_WORK INSTRUCTION_.
Collect the lines of the entries where "comma" shows up.
§ §
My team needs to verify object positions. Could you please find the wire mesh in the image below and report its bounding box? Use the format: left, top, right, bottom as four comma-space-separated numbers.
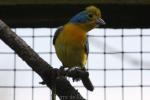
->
0, 28, 150, 100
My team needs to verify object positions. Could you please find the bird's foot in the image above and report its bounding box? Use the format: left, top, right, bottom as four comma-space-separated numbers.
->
59, 66, 69, 76
59, 66, 65, 70
68, 67, 84, 82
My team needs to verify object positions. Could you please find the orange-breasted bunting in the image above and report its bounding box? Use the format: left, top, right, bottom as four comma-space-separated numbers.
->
53, 6, 105, 91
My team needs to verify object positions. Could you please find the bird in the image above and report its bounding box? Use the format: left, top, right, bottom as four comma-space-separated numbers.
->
53, 5, 105, 91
§ §
_EXERCISE ANSWER_.
My team needs to verify object positions. Could you please find the wire mesh in the image below and report its bounding box? Use the format: left, top, right, bottom as four comma-space-separated numbers.
My team needs to verify object positions. Could you please find the bird's foot in the image above and report its bounding box? Use the format: left, top, right, bottom as four comma-space-separated numbers.
My team needs to verify object positions. Could you please find the orange-breasted bunting in the image above and report its bounding box? Use the format: left, top, right, bottom as four comma-space-separated numbers.
My team needs to verify object positions. Could you please find the bird in the image above and report its bounding box? Use the format: left, top, right, bottom as four comma-space-separated numbers.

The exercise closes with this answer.